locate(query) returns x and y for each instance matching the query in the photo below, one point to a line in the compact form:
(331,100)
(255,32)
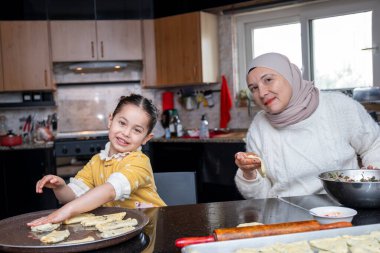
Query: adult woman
(300,132)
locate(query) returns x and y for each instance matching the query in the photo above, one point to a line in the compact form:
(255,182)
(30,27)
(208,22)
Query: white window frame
(304,13)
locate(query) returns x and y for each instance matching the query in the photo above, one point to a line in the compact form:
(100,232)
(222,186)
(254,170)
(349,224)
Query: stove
(80,143)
____
#### TASK REQUIREMENTS:
Update the records above so that "compact form" reads "condensed form" throughout, with every other line kept unchanged. Leave the pictures out of your answer.

#### SOLVED EXERCISE:
locate(query) returns x and y for each instance matching the query in the photo below, one point to a line in the condensed form:
(331,100)
(255,32)
Query: adult woman
(300,132)
locate(query) returns x and y for each instance matching the query in the photo above, one point to a line in the condensed form:
(255,182)
(30,27)
(208,22)
Query: white window frame
(304,13)
locate(query) returns x and y for each instance matching the query in the photo above, one point to a line in the condensed form:
(100,232)
(222,186)
(254,170)
(349,224)
Query: stove
(80,143)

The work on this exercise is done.